- Texto da página:
┄┄┄┄┄┄┄┄┄┄┄┄┄┄┄┄┄┄┄┄

21ª Atentos os critérios definidos no disposto do artigo 391º do Código do Trabalho, e as circunstâncias concretas do caso em apreço, aplicar-se uma indemnização perto do limite máximo previsto na lei colide de forma direta com os parâmetros definidos pela lei e com o sentido divergente da nossa doutrina e jurisprudência, devendo tal decisão ser alterada, condenando-se, ao invés, numa indemnização perto da moldura mínima legalmente definida (15 dias de retribuição por cada ano de antiguidade). Assim deve ser interpretado e aplicado o artigo 391.º do Código do Trabalho.

22ª A decisão recorrida violou, por equivocada interpretação e aplicação, o disposto nos artigos 640.º do Código de Processo Civil e o disposto nos artigos 351.º e 391.º do Código do Trabalho.”

2 – ENQUADRAMENTO JURÍDICO ADJETIVO

Os presentes autos respeitam a processo especial de impugnação judicial da regularidade e licitude do despedimento instaurada em 13 de julho de 2016.

- O acórdão recorrido foi proferido em 8.11.2017.

Assim sendo, são aplicáveis:

- O Código de Processo Civil (CPC) na versão emergente da Lei n.º 41/2013, de 26 de junho;

- O Código de Processo do Trabalho (CPT), na versão emergente do DL n.º 295/2009, de 13 de outubro, entrada em vigor em 1 de janeiro de 2010.

3 - ÂMBITO DO RECURSO – DELIMITAÇÃO

Face às conclusões formuladas, as questões submetidas à nossa apreciação consistem em saber:

1 – Se no recurso de apelação e no que tange à impugnação da decisão sobre a matéria de facto foram cabalmente cumpridos pela recorrente os ónus impostos pelo art. 640º, nº 1, als. a) e c), do CPC;

2 – Se o despedimento do A. deve ser considerado lícito;

3 – Caso seja considerado ilícito, se a indemnização em substituição da reintegração deve ser fixada em 15 dias de retribuição por cada ano de antiguidade.

Considerando que os factos provados apenas relevam no caso de procedência da questão consignada no número 1, não procederemos à sua transcrição.

4 – FUNDAMENTAÇÃO

4.1 - O DIREITO

Debrucemo-nos então sobre as referidas questões que constituem o objeto do recurso, não sem que antes se esclareça que este tribunal não está obrigado a apreciar todos os argumentos produzidos nas alegações e conclusões, mas apenas as questões suscitadas, bem como, nos termos dos arts. 608º, n.º 2, 663º n.º 2 e 679ºdo Código de Processo Civil, não tem que se pronunciar sobre as questões cuja decisão esteja prejudicada pela solução dada a outras([4]).

┄┄┄┄┄┄┄┄┄┄┄┄┄┄┄┄┄┄┄┄

- Dados do exercício:
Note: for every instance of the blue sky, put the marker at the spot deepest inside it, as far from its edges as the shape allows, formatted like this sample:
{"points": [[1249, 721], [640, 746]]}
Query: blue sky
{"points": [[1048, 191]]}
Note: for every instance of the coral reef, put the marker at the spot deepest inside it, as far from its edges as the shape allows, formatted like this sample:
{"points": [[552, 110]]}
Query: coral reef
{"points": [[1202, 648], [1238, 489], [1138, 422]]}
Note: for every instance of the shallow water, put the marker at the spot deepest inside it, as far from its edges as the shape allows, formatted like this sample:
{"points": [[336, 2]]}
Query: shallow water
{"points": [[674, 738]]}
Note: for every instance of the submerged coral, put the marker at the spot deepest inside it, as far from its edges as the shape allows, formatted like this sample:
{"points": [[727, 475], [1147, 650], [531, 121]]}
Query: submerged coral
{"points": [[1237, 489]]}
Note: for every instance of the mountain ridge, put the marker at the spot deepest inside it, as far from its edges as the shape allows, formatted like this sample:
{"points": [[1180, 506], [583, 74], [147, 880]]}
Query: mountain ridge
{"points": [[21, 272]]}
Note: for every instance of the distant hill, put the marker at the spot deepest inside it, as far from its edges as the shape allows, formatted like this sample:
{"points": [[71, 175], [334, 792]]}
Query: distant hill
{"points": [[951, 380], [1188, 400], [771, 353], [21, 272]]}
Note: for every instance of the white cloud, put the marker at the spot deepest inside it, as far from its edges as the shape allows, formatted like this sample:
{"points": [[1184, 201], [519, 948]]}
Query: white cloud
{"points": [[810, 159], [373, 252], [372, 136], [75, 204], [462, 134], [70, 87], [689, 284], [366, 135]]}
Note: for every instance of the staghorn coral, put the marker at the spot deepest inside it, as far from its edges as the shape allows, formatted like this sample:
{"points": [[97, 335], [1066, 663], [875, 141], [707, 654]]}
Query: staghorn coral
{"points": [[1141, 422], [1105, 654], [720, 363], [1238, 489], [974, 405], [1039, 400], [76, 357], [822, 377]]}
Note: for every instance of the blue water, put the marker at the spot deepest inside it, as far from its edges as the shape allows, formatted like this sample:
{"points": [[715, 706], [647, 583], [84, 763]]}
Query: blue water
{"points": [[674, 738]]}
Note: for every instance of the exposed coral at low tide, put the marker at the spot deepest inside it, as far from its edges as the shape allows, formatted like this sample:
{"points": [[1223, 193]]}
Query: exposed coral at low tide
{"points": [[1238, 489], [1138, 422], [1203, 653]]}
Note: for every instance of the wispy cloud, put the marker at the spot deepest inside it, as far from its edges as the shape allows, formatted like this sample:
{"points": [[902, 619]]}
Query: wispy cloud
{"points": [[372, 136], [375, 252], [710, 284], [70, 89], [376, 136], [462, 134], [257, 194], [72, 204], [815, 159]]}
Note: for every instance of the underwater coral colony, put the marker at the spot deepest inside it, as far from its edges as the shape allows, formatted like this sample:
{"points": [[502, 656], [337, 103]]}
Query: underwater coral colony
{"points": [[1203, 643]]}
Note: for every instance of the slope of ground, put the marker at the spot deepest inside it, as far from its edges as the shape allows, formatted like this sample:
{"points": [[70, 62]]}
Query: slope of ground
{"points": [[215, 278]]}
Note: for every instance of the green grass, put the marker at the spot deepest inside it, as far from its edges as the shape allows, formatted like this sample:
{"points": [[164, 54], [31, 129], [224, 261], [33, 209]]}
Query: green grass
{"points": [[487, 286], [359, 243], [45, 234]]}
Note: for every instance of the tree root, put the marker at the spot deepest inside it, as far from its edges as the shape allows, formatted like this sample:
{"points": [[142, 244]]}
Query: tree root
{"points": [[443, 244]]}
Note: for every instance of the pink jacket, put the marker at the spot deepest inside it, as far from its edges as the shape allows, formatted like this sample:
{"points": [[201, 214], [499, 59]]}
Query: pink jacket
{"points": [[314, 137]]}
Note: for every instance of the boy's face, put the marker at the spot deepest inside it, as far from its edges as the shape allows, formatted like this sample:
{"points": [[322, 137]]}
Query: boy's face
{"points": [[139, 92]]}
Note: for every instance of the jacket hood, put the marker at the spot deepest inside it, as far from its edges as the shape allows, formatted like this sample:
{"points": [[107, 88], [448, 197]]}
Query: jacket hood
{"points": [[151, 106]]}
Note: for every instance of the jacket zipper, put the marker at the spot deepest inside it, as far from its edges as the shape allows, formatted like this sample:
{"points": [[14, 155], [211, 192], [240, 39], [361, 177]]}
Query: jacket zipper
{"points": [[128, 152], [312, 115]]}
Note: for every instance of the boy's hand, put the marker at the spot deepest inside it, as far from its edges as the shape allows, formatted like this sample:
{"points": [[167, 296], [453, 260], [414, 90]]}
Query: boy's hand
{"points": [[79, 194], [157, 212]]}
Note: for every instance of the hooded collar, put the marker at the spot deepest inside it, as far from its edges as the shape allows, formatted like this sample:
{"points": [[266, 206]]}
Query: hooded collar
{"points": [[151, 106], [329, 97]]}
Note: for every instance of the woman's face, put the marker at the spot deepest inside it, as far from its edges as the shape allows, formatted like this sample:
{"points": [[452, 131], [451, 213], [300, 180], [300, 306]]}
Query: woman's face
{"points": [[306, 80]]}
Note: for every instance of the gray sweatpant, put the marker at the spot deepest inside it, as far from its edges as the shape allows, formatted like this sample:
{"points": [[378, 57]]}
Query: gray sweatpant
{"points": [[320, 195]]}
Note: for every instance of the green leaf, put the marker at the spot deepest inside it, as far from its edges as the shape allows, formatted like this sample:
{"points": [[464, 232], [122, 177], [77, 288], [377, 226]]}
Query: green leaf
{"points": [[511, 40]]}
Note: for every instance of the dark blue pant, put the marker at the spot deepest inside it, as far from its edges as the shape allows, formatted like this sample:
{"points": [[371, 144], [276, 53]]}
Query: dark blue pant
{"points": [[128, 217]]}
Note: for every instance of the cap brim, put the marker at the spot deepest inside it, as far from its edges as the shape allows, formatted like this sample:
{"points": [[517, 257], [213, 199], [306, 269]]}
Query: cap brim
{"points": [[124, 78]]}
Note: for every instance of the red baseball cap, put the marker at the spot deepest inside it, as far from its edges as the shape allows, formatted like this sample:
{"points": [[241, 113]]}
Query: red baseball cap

┄┄┄┄┄┄┄┄┄┄┄┄┄┄┄┄┄┄┄┄

- Instruções:
(1) Transcreva do excerto do acórdão o trecho que começa em "1 – Se no recurso" e segue até "à sua transcrição.".
(2) Reproduza palavra por palavra as linhas das entradas, começando pela linha com "Note: for every instance of the dark" e seguindo até ao fim das entradas, incluindo ambos os extremos.
O excerto do acórdão e as entradas provêm de fontes distintas.

- Respostas:
(1)
1 – Se no recurso de apelação e no que tange à impugnação da decisão sobre a matéria de facto foram cabalmente cumpridos pela recorrente os ónus impostos pelo art. 640º, nº 1, als. a) e c), do CPC;

2 – Se o despedimento do A. deve ser considerado lícito;

3 – Caso seja considerado ilícito, se a indemnização em substituição da reintegração deve ser fixada em 15 dias de retribuição por cada ano de antiguidade.

Considerando que os factos provados apenas relevam no caso de procedência da questão consignada no número 1, não procederemos à sua transcrição.

(2)
Note: for every instance of the dark blue pant, put the marker at the spot deepest inside it, as far from its edges as the shape allows, formatted like this sample:
{"points": [[371, 144], [276, 53]]}
Query: dark blue pant
{"points": [[128, 217]]}
Note: for every instance of the cap brim, put the marker at the spot deepest inside it, as far from its edges as the shape allows, formatted like this sample:
{"points": [[517, 257], [213, 199], [306, 269]]}
Query: cap brim
{"points": [[124, 78]]}
Note: for every instance of the red baseball cap, put the marker at the spot deepest inside it, as far from its edges as the shape allows, formatted like this sample:
{"points": [[241, 113]]}
Query: red baseball cap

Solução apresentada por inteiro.